WHAT THE TASK ASKS:
What appears in the data must be reproduced exactly.

DATA TO EXAMINE:

--- START ---

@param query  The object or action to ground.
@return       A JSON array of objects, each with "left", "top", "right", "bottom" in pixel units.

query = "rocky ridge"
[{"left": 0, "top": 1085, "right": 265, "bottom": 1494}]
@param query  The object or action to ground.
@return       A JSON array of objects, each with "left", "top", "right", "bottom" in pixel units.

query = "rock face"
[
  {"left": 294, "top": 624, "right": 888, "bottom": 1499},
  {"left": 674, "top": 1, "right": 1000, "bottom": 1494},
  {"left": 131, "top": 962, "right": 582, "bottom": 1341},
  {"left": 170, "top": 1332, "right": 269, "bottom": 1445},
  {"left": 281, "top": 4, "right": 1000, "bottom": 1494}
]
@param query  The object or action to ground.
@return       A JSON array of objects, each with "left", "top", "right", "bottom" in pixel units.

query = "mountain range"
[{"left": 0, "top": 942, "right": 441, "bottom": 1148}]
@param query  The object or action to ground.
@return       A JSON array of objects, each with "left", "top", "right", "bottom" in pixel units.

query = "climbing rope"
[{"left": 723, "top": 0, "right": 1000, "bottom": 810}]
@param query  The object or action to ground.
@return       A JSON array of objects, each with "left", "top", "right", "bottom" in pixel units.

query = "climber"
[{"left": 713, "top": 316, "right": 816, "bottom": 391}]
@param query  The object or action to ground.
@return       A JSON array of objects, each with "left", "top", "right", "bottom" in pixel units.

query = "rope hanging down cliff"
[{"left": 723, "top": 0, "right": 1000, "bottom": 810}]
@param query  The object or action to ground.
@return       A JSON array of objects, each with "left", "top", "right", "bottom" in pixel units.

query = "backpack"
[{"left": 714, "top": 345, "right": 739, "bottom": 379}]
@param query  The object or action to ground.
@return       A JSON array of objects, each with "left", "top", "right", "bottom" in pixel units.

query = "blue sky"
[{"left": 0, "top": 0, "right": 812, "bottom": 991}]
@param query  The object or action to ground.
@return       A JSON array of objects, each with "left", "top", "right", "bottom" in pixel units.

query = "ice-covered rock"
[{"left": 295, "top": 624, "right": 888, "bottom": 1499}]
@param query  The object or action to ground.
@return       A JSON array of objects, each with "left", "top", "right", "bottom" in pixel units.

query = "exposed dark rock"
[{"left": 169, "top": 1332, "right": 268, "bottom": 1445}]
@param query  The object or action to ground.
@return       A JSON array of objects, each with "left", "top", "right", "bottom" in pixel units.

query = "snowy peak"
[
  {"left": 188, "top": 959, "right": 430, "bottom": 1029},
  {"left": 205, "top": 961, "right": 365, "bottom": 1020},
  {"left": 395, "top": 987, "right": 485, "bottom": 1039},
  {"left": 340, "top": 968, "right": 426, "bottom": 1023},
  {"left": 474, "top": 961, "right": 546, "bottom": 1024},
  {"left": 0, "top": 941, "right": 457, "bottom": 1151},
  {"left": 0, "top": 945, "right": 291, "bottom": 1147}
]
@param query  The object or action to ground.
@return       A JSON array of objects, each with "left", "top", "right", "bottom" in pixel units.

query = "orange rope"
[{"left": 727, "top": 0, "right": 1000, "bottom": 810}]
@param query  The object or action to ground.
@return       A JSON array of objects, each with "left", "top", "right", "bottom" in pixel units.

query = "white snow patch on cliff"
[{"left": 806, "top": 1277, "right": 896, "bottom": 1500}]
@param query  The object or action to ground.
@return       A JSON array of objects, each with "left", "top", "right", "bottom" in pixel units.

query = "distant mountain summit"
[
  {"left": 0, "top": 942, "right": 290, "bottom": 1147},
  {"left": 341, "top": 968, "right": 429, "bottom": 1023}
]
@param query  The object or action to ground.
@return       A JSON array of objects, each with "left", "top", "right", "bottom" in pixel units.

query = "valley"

--- END ---

SOLUTION BELOW:
@param query  The object or action to ground.
@return       A JSON array of objects, each with "left", "top", "right", "bottom" in pixel units.

query = "rocky ridge"
[{"left": 0, "top": 1085, "right": 265, "bottom": 1494}]
@param query  The object or action to ground.
@return       A JSON array of objects, each with "left", "top", "right", "bottom" in pixel units.

query = "rock face"
[
  {"left": 294, "top": 624, "right": 888, "bottom": 1499},
  {"left": 674, "top": 1, "right": 1000, "bottom": 1494},
  {"left": 131, "top": 962, "right": 582, "bottom": 1341},
  {"left": 170, "top": 1332, "right": 269, "bottom": 1445},
  {"left": 281, "top": 4, "right": 1000, "bottom": 1494}
]
@param query  The object or action to ground.
@return       A JSON array of objects, each with "left", "top", "right", "bottom" in pixel units.

query = "mountain range"
[{"left": 0, "top": 942, "right": 441, "bottom": 1148}]
@param query  The object or action to ground.
@return       A JSON array of objects, each with "left", "top", "right", "bottom" in pixel units.

query = "climbing rope"
[{"left": 723, "top": 0, "right": 1000, "bottom": 810}]
@param query  The object or action to ground.
@return       A JSON array of objects, each with "left", "top", "right", "bottom" in pixel units.

query = "climber"
[{"left": 713, "top": 316, "right": 816, "bottom": 391}]
@param query  The object or action to ground.
@return       A JSON array of objects, each with "left", "top", "right", "bottom" in pixel units.

query = "rope hanging down cliff"
[{"left": 723, "top": 0, "right": 1000, "bottom": 810}]
@param query  The object or action to ground.
@return       A JSON array of objects, each with "left", "top", "right", "bottom" in pixel units.

query = "backpack"
[{"left": 714, "top": 345, "right": 739, "bottom": 379}]
@param query  The object or action to ground.
@return       A JSON array of objects, each with "left", "top", "right", "bottom" in pixel units.

query = "blue sky"
[{"left": 0, "top": 0, "right": 812, "bottom": 991}]
@param query  The object or action to ground.
@return       A JSON array of objects, each with "left", "top", "right", "bottom" in pixel units.

query = "ice-covered rock"
[{"left": 295, "top": 624, "right": 888, "bottom": 1499}]
@param query  The object or action to ground.
@return       A JSON array of objects, each with "left", "top", "right", "bottom" in pixel units.

query = "exposed dark rock"
[{"left": 169, "top": 1332, "right": 268, "bottom": 1445}]
@param query  The object or action to ground.
@return       A JSON array of objects, each with "left", "top", "right", "bottom" in pixel units.

query = "snowy peak"
[
  {"left": 188, "top": 959, "right": 430, "bottom": 1029},
  {"left": 205, "top": 961, "right": 365, "bottom": 1020},
  {"left": 395, "top": 987, "right": 485, "bottom": 1039},
  {"left": 340, "top": 968, "right": 426, "bottom": 1023},
  {"left": 474, "top": 961, "right": 546, "bottom": 1024},
  {"left": 0, "top": 941, "right": 457, "bottom": 1151},
  {"left": 0, "top": 945, "right": 291, "bottom": 1147}
]
@param query  The object or action to ground.
@return       A JSON array of objects, each with "left", "top", "right", "bottom" in pixel units.

query = "orange rope"
[{"left": 727, "top": 0, "right": 1000, "bottom": 810}]
@param query  The object or action to ground.
@return       A JSON array of objects, each with "left", "top", "right", "bottom" in pixel units.

query = "white snow patch on cliff"
[{"left": 806, "top": 1277, "right": 896, "bottom": 1500}]
@param query  The object or action to ground.
@return       A JSON array of objects, each with "left", "top", "right", "bottom" in pixel units.

query = "distant mountain summit"
[
  {"left": 0, "top": 942, "right": 290, "bottom": 1147},
  {"left": 341, "top": 968, "right": 429, "bottom": 1023}
]
@param query  The object or action to ground.
@return       A JSON array of objects, each with "left", "top", "right", "bottom" in pixel units.

query = "valley"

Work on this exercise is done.